** Start Stored data **
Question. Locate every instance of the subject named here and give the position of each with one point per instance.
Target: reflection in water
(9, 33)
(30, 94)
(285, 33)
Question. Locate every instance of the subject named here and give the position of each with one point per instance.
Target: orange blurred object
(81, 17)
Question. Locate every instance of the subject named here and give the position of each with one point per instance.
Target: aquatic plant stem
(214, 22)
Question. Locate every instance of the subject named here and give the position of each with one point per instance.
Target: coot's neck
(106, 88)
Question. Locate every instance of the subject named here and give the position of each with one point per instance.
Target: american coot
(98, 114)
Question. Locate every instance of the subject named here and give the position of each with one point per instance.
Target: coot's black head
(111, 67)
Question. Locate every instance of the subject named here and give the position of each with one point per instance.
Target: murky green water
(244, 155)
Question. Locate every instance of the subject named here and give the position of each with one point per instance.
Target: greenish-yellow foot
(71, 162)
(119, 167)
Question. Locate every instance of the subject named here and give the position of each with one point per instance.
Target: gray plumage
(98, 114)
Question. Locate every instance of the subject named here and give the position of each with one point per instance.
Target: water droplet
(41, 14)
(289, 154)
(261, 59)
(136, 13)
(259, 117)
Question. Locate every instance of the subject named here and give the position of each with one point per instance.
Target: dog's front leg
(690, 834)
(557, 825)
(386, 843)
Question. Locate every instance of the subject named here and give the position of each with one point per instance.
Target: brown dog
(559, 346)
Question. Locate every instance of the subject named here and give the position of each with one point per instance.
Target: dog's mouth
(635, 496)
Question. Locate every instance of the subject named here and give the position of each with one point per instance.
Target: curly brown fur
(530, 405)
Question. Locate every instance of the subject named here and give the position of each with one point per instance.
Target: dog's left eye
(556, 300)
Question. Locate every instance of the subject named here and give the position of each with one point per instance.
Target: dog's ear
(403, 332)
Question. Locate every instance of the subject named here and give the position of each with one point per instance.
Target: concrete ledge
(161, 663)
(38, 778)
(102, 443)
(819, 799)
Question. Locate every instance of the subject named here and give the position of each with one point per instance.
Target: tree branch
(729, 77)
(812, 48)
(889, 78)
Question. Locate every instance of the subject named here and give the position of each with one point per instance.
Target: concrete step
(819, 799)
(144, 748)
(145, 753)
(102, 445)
** End Stored data **
Prompt » Quote each line of the listing above exactly.

Answer to this task »
Question. Locate every instance of the subject named here and give the position of each with one point per instance.
Target: reflection in water
(9, 33)
(30, 94)
(285, 33)
Question. Locate every instance of the subject named here and give the position of each with one point per instance.
Target: orange blurred object
(81, 17)
Question. Locate every instance of the subject named here and give the position of each with one point per instance.
Target: aquatic plant stem
(214, 22)
Question. Locate every instance of the subject named here and give the position of each with one point per instance.
Target: coot's neck
(106, 88)
Question. Locate every instance of the subject named here and give the position of each with one point per instance.
Target: american coot
(98, 114)
Question. Locate every instance of the subject named here and give the position of each with one point per instance.
Target: coot's black head
(111, 67)
Question. Locate every instance of the subject named here and give the position of each with one point per instance.
Target: murky green water
(244, 155)
Question. Locate every instance of the subject named here and give the position of each with one point per instance.
Target: greenish-yellow foot
(71, 162)
(119, 167)
Question. Locate every instance of the subject named here and give the position of each with one point per instance.
Target: gray plumage
(98, 114)
Question. Locate every instance of the subject named here and give the position of each with one point per instance.
Target: water droplet
(41, 14)
(289, 154)
(261, 59)
(136, 13)
(259, 117)
Question. Locate every instance of the subject named here and give the position of each with one point per instance.
Target: dog's front leg
(690, 834)
(557, 825)
(386, 843)
Question. Locate every instance of the subject named here and give the position of each with one point per instance.
Target: brown dog
(559, 346)
Question. Locate every instance of the subject named here and give the position of each with one point per instance.
Target: dog's mouth
(635, 496)
Question. Locate every instance of the subject named here and give the position of each with one point per instance.
Target: curly brown fur
(530, 405)
Question. Locate every instance of the subject named here and give the position of each with one point per instance.
Target: dog's left eye
(556, 300)
Question. Locate every instance of the subject named here and give the position of each with one point per instance.
Target: dog's ear
(403, 332)
Question. Locate every instance of the subject named here and give the position of each with one point per instance.
Target: concrete ledge
(161, 663)
(38, 778)
(102, 443)
(819, 799)
Question. Locate every instance of the subject named here and give the position of each with one point per instance.
Target: tree branch
(729, 77)
(812, 48)
(889, 78)
Question. Locate every instance of the subject named here and give the position of each with one point per instance.
Target: concrete step
(819, 799)
(144, 748)
(145, 753)
(102, 445)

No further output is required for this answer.